__Extrait__:
☆ ☆ ☆
Wojtyla (PA): Préface

Maintenant que le présent ouvrage est en passe de sortir du public limité auquel il a été réservé jusqu’ici par la langue de sa première rédaction, j’aimerais le préfacer par quelques remarques introductives.

Tout d’abord, pour audacieuse que la chose puisse paraître de nos jours – où la pensée philosophique n’est pas seulement nourrie par l’histoire et fondée sur elle mais où « philosopher » signifie souvent réfléchir sur des théories concernant des théories -. le présent ouvrage veut représenter un effort personnel de l’auteur pour débrouiller les intrications d’un état de choses crucial et pour clarifier les éléments fondamentaux des problèmes impliqués. J’ai, de fait, essayé d’affronter directement les questions majeures concernant la vie, la nature et l’existence de l’être humain — avec ses limites mais aussi avec ses privilèges — telles que ces questions se présentent à l’homme qui lutte pour survivre tout en maintenant la dignité de l’être humain : l’homme qui se fixe à lui-même des buts et lutte pour les réaliser, et qui est déchiré entre sa condition trop limitée et ses plus hautes aspirations à se poser lui-même comme libre.
☆ ☆ ☆
__Lignes de données__:

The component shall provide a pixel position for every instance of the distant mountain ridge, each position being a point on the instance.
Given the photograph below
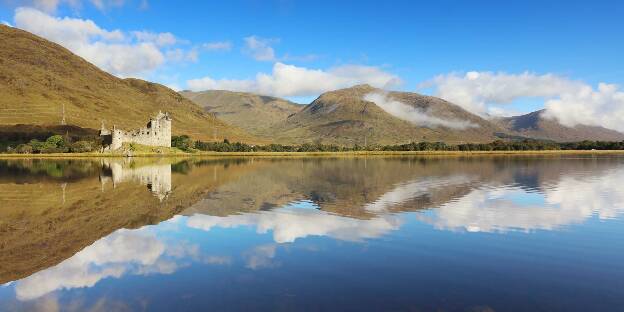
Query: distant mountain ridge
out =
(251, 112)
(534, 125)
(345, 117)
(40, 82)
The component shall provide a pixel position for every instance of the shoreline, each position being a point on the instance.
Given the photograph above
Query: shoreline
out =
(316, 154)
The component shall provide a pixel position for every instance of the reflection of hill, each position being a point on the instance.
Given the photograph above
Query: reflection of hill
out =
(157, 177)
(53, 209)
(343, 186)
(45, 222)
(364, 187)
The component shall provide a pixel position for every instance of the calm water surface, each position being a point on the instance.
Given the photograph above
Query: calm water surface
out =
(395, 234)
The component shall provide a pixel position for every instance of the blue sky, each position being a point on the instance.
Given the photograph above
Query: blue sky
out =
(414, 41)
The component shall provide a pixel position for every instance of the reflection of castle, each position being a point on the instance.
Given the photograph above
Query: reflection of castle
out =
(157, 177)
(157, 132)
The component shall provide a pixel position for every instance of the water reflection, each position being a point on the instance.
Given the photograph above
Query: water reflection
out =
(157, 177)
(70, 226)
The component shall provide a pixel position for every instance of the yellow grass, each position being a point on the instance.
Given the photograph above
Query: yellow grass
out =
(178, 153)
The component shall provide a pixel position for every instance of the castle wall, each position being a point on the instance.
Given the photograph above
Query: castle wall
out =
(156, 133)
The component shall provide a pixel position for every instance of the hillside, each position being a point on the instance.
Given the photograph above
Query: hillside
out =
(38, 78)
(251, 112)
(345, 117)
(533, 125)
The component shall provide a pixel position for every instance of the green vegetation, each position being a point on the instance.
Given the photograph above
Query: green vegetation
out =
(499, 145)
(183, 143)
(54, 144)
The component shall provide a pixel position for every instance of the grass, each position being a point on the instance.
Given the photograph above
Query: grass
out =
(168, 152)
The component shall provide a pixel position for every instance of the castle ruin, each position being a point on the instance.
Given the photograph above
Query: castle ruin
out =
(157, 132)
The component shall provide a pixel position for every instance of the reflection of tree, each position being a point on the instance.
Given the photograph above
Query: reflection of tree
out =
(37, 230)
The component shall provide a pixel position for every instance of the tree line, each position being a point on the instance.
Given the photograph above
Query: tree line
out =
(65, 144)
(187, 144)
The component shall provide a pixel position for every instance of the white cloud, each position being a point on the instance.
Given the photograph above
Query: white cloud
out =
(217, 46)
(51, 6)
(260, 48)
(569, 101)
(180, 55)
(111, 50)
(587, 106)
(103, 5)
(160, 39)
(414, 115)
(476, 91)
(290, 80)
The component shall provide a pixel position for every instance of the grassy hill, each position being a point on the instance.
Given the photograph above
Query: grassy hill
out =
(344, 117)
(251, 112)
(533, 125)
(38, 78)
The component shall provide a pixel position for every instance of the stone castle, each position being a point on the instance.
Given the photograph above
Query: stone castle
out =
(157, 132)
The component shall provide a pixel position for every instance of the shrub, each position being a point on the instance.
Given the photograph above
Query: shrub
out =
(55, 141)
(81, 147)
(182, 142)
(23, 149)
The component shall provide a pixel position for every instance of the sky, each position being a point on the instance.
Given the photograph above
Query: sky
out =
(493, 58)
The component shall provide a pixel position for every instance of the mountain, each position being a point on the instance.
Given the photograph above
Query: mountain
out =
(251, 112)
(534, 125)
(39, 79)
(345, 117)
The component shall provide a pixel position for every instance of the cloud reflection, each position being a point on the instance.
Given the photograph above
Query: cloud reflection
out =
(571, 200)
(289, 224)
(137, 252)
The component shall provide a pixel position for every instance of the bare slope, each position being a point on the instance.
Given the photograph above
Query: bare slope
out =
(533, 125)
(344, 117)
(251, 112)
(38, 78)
☆ ☆ ☆
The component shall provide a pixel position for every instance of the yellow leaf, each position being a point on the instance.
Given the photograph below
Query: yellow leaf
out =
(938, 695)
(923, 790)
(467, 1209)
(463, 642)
☆ ☆ ☆
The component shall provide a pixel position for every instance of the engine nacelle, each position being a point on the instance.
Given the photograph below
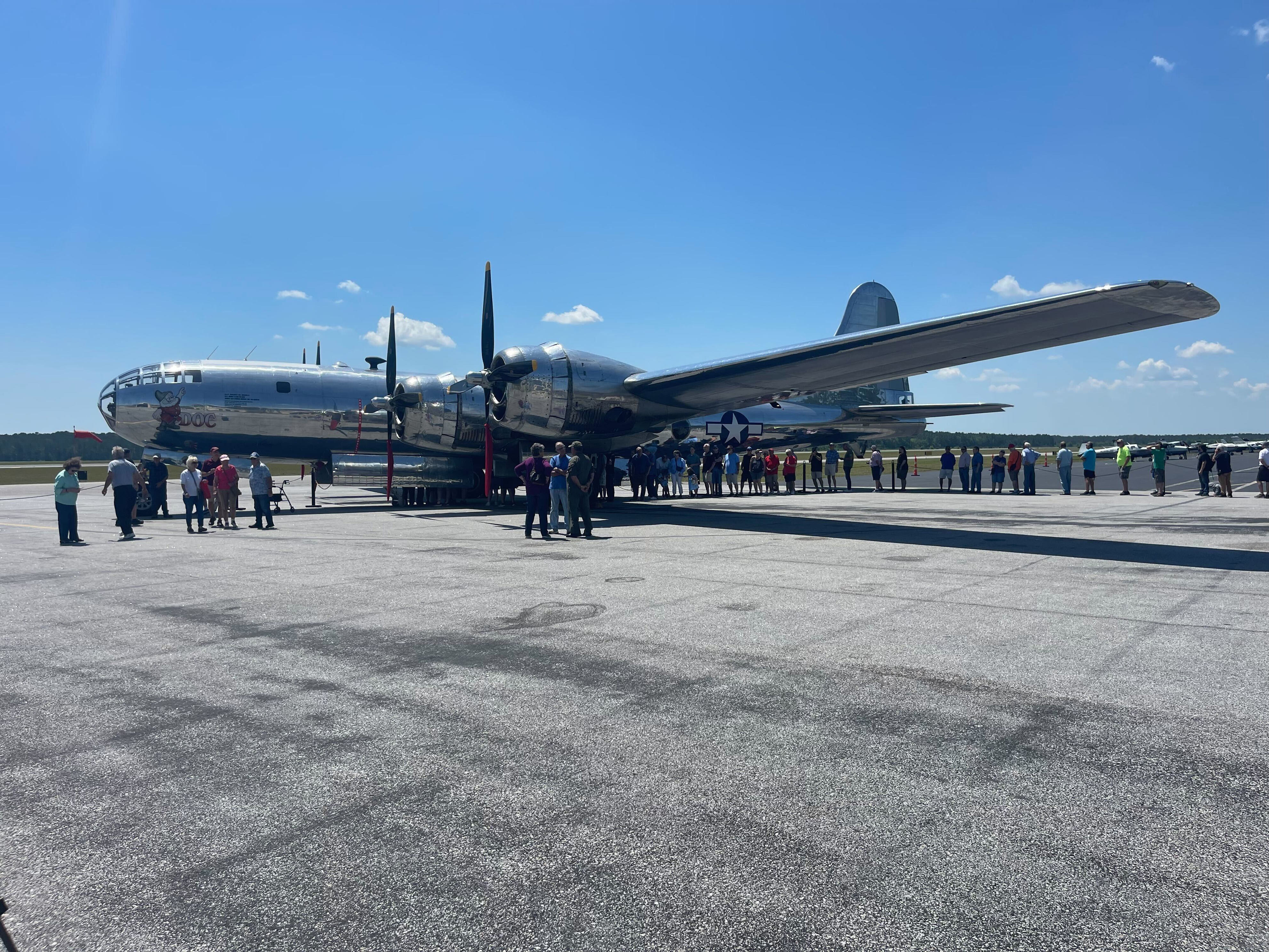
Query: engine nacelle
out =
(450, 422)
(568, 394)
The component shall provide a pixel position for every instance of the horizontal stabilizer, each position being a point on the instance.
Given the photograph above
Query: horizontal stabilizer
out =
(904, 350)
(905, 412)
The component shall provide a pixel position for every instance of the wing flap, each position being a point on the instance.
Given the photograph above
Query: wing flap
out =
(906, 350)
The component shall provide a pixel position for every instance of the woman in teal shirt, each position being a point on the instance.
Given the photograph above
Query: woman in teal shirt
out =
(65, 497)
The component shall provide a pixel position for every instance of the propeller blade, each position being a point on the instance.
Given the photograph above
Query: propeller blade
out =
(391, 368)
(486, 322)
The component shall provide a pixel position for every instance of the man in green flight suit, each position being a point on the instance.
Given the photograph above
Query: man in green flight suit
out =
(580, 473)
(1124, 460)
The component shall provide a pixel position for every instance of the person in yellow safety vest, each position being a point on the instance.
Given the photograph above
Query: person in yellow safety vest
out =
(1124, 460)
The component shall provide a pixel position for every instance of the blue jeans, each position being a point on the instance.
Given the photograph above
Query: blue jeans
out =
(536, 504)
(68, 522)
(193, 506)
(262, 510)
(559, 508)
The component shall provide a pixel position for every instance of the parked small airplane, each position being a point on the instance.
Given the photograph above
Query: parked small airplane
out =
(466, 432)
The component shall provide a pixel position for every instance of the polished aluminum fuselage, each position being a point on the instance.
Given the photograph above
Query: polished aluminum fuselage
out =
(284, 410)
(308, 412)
☆ ☆ ☆
__Consigne__: Reproduisez mot pour mot tout le passage de l'extrait qui va de « Wojtyla (PA): Préface » jusqu'à « quelques remarques introductives. ». Les entrées forment un ensemble à part, indépendant de l'extrait.

__Corrigé__:
Wojtyla (PA): Préface

Maintenant que le présent ouvrage est en passe de sortir du public limité auquel il a été réservé jusqu’ici par la langue de sa première rédaction, j’aimerais le préfacer par quelques remarques introductives.